* [Extrait du texte]
——

Cela faisait bien une éternité que je n'avais pas rendu visite à la Basilique de Saint-Denis.
Eternité, un mot si approprié pour désigner ce lieu magique, réceptacle de plus de 70 tombeaux et monuments funéraires des souverains du Royaume de France.
La Cathédrale-Basilique, il faut la visiter de préférence un jour de plein soleil, quand la lumière traverse les somptueux vitraux de la nef et dépose sur le dallage sombre du transept un
tapis de taches multicolores.
On a souvent dit de la vénérable Basilique qu'elle était un hymne à la lumière et il est un fait que, franchi le seuil, on ne peut qu'être frappé par la clarté et la légèreté de cette voûte
vertigineuse.

——

* [Contenu des données]
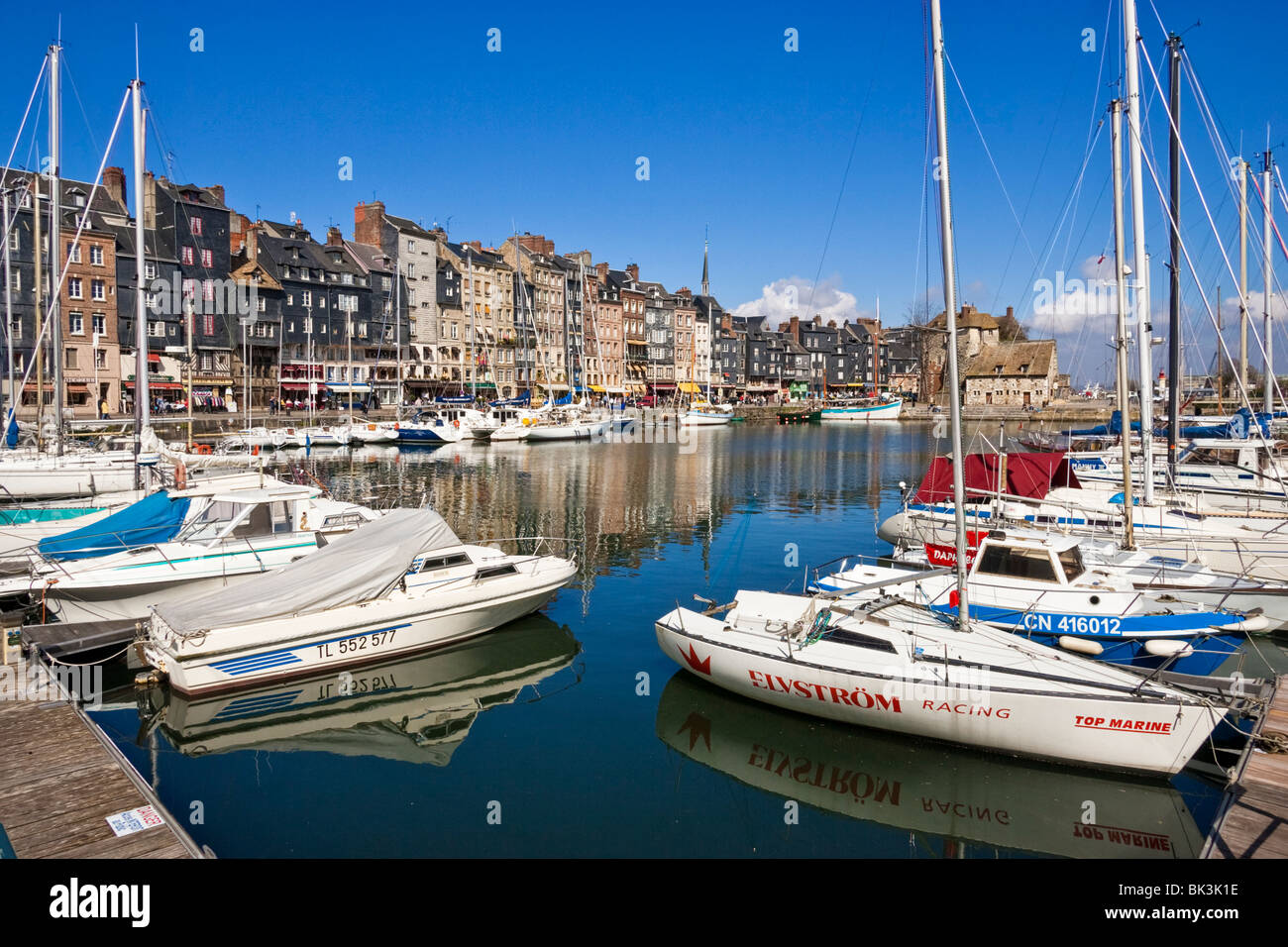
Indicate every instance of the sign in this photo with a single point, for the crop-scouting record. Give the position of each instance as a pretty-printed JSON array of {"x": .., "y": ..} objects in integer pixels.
[{"x": 136, "y": 821}]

——

* [Consigne A]
D'après l'extrait sur la Basilique de Saint-Denis, combien de tombeaux et monuments funéraires ce lieu abrite-t-il ?
* [Consigne B]
Recopiez fidèlement, dans l'extrait sur la Basilique de Saint-Denis, tout le passage qui va de "Eternité, un mot" jusqu'à "Royaume de France.".
* [Consigne C]
Indiquez si chacune des affirmations suivantes est conforme à l'extrait sur la Basilique de Saint-Denis, en répondant par oui ou par non et en citant les mots du texte qui permettent de trancher.
(i) Le texte conseille de visiter la basilique de préférence un jour de plein soleil.
(ii) Les somptueux vitraux mentionnés se trouvent dans le transept.
(iii) Le dallage du transept est décrit comme clair.

* [Réponse attendue A]
Plus de 70 tombeaux et monuments funéraires des souverains du Royaume de France.

* [Réponse attendue B]
Eternité, un mot si approprié pour désigner ce lieu magique, réceptacle de plus de 70 tombeaux et monuments funéraires des souverains du Royaume de France.

* [Réponse attendue C]
(i) Oui : « il faut la visiter de préférence un jour de plein soleil ».
(ii) Non : « les somptueux vitraux de la nef ».
(iii) Non : « le dallage sombre du transept ».